● Estratto della pagina
------------------------------------------------------------

Cina e Taiwan si aggiungono alla lunga lista di Paesi che si adeguano all'imminente inizio del secondo mandato di Donald Trump alla Casa Bianca. Loro malgrado, perché nella migliore delle ipotesi su ciò che davvero vorrà fare il prossimo presidente americano in ambito cinese aleggia una fitta nebbia di incertezza, mentre nella peggiore torneranno di attualità modalità aggressive come la guerra commerciale tra Washington e Pechino (ma forse anche con Taipei per via della contesa sui microchip) e la pretesa di Trump che i taiwanesi «paghino di più per essere difesi da noi» come se difendere Taiwan dall'espansionismo cinese fosse una gentile concessione priva di vantaggi geostrategici per gli Stati Uniti: ma questo è Donald Trump.
Ieri il presidente cinese Xi Jinping (foto a sinistra), inquieto per la minaccia del presidente eletto americano di imporre sulle merci del suo Paese dazi altissimi, ha fatto una prima mossa conciliante. In un messaggio di congratulazioni per la sua vittoria elettorale, ha rivolto a Trump un invito al dialogo. Cina e Stati Uniti ha detto Xi - «dovrebbero andare d'accordo in una nuova era di stabilità» perché «la Storia ha dimostrato che entrambe traggono vantaggio dalla cooperazione mentre soffrono dal confronto». Sagge parole, che sembrano direttamente ispirate dalle accorate raccomandazioni che Henry Kissinger, nel suo ultimo viaggio compiuto in Cina nell'estate dell'anno scorso quando era ormai centenario, aveva rivolto alla leadership di Pechino, dalla quale era molto considerato. La realtà del presente, tuttavia, parla di rivalità e contrasti in quasi ogni campo dal commercio allo status di Taiwan fino al delicato dossier dello spionaggio ai danni degli Usa - sullo sfondo futuribile di uno scontro inevitabile per l'egemonia globale. Con il ritorno di Trump, Xi certamente vede rischi accresciuti per la già difficile ripresa dell'economia cinese, che non si è mai del tutto riavuta dalla botta dell'epidemia di Covid e che ora ambisce a un tasso di crescita del 5% annuo. Da qui la mano tesa per un dialogo salvifico.
Il vero problema, però, è l'imprevedibilità delle mosse della prossima amministrazione Trump.
Si potrebbe assistere alla ricerca di un'intesa così come alla effettiva imposizione di dazi del 60% sull'export cinese verso gli Stati Uniti. A Pechino c'è chi confida in un ruolo di ponte affidato a Elon Musk, che in Cina ha forti interessi. Ma naturalmente c'è lo scoglio Taiwan. Neanche a Taipei sanno come Trump si comporterà nei loro confronti.

------------------------------------------------------------

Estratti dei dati
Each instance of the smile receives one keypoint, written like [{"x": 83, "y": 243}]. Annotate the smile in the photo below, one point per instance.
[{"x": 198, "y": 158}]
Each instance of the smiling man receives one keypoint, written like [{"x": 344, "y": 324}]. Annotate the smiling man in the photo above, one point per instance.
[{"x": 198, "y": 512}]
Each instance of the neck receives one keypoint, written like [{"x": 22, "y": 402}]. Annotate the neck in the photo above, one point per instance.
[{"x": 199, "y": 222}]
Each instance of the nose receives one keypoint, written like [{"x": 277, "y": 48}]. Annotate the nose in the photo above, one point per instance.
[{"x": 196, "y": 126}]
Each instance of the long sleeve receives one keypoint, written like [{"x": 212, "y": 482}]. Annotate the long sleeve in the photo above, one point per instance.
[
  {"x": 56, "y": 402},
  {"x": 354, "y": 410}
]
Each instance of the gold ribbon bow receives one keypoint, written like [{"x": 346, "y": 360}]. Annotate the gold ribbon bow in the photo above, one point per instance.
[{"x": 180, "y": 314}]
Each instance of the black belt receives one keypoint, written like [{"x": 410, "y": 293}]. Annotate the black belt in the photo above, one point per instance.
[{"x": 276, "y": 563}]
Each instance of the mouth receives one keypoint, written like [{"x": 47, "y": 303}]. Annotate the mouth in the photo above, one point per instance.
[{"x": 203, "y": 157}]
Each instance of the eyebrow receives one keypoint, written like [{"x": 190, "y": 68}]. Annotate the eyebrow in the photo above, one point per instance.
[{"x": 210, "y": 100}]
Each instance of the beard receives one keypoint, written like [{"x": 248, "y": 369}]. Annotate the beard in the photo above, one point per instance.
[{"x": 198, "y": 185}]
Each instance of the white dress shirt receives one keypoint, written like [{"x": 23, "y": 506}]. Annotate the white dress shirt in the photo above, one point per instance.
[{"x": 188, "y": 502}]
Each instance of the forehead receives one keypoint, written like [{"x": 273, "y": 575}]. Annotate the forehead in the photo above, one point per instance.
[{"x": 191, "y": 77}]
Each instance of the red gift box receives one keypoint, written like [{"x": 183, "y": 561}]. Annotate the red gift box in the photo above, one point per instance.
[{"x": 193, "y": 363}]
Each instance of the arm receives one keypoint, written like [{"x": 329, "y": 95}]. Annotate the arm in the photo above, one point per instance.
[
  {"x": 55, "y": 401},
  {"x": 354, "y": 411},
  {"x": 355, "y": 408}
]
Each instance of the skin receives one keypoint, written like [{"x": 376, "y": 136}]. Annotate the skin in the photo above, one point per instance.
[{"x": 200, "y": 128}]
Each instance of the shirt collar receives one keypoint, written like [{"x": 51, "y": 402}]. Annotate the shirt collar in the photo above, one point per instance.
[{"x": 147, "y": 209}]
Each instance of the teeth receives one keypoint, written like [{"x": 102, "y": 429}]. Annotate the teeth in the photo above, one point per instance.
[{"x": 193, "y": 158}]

------------------------------------------------------------

● Obiettivo del compito
Stabilisci se queste affermazioni concordano con l'articolo su Cina, Taiwan e Trump, rispondendo sì o no e riportando tra virgolette le parole decisive dell'articolo: 1. Xi Jinping ha mandato a Trump un messaggio di congratulazioni per la vittoria elettorale. 2. L'economia cinese punta a una crescita annua del 10%. 3. A Taipei sanno già come Trump si comporterà con loro. I record non hanno alcun ruolo in questo lavoro.

● Risposta al compito
1. Sì: «In un messaggio di congratulazioni per la sua vittoria elettorale, ha rivolto a Trump un invito al dialogo.»
2. No: «ora ambisce a un tasso di crescita del 5% annuo»
3. No: «Neanche a Taipei sanno come Trump si comporterà nei loro confronti.»